INSTRUCCIÓN A
Según el texto sobre los impuestos, ¿con qué derecho colisionan los impuestos?
INSTRUCCIÓN B
Imprime, por favor, el fragmento del texto sobre los impuestos que va desde "Existe una razón" hasta "es, nuestra libertad.", ambos incluidos.

TEXTO SELECCIONADO
¿Por qué, si los impuestos son tan buenos y necesarios como aducen los socialistas deben ser “impuestos” con la fuerza de la autoridad? Es cierto que en una minoría de países esto no sucede, los impuestos son pagados sin mayor coerción y por lo mismo su falta de cumplimiento sólo implica penas administrativas. Pero esa no es la realidad en el resto del mundo.

Existe una razón fundamental: los impuestos colisionan con un derecho necesario y muy querido para el hombre, el derecho de propiedad, porque implica privar de su dinero a las personas para financiar gastos de los gobernantes con los que en muchos casos no concuerdan. Y como la propiedad es una condición de la libertad – la existencia de la propiedad o la posibilidad de adquirirla, entre otras cosas sobre bienes físicos, nos hace libres respecto de terceros y en especial respecto del gobierno – privarnos de ella ataca directamente el bien más preciado que tenemos los hombres junto con la vida, esto es, nuestra libertad.

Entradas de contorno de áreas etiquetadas

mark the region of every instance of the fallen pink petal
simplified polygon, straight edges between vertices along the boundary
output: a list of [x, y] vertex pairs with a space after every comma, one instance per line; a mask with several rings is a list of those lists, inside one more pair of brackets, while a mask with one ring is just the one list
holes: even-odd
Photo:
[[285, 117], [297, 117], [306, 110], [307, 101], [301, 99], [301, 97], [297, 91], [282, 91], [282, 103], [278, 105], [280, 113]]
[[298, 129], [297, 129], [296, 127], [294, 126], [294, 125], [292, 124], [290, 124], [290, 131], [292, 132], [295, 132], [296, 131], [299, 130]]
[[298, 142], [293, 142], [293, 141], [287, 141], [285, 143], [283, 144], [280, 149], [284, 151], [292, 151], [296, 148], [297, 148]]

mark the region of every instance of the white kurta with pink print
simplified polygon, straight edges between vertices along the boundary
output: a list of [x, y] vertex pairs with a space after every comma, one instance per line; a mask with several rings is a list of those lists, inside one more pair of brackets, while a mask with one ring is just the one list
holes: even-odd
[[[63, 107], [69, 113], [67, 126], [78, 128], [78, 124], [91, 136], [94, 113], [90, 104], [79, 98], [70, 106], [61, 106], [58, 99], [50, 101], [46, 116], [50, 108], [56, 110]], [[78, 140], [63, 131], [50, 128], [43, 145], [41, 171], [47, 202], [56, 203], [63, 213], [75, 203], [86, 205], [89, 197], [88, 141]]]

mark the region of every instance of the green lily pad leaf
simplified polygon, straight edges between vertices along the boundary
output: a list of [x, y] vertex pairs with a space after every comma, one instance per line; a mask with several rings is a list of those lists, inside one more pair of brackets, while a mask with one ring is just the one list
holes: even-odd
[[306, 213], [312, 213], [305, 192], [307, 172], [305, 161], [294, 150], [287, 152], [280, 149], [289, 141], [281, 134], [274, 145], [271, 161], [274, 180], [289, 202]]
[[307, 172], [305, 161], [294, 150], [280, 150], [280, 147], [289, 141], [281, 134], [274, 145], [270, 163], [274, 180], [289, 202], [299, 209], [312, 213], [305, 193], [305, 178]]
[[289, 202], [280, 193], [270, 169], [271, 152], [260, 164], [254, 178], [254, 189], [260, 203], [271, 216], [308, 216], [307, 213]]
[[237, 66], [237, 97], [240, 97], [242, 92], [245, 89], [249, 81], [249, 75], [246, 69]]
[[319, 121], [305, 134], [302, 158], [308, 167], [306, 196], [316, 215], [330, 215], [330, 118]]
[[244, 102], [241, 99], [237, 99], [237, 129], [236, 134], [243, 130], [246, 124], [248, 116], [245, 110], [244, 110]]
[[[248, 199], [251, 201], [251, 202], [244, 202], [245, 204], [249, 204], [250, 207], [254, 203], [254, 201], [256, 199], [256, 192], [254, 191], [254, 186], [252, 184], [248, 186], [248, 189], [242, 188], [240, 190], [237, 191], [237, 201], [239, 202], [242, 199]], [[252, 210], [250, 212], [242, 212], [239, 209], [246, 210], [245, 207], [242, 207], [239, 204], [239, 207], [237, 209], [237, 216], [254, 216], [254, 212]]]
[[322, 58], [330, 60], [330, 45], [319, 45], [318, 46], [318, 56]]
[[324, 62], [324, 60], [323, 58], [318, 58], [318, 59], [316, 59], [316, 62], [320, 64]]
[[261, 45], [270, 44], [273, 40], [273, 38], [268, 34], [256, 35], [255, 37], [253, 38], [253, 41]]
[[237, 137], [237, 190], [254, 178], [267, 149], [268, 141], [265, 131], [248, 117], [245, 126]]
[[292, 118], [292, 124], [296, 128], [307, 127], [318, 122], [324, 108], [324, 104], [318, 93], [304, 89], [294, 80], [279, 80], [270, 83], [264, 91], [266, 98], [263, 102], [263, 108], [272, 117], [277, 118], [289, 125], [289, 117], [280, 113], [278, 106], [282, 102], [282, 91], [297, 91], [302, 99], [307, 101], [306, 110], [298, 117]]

RESULTADO COMPLETO A
Con el derecho de propiedad.

RESULTADO COMPLETO B
Existe una razón fundamental: los impuestos colisionan con un derecho necesario y muy querido para el hombre, el derecho de propiedad, porque implica privar de su dinero a las personas para financiar gastos de los gobernantes con los que en muchos casos no concuerdan. Y como la propiedad es una condición de la libertad – la existencia de la propiedad o la posibilidad de adquirirla, entre otras cosas sobre bienes físicos, nos hace libres respecto de terceros y en especial respecto del gobierno – privarnos de ella ataca directamente el bien más preciado que tenemos los hombres junto con la vida, esto es, nuestra libertad.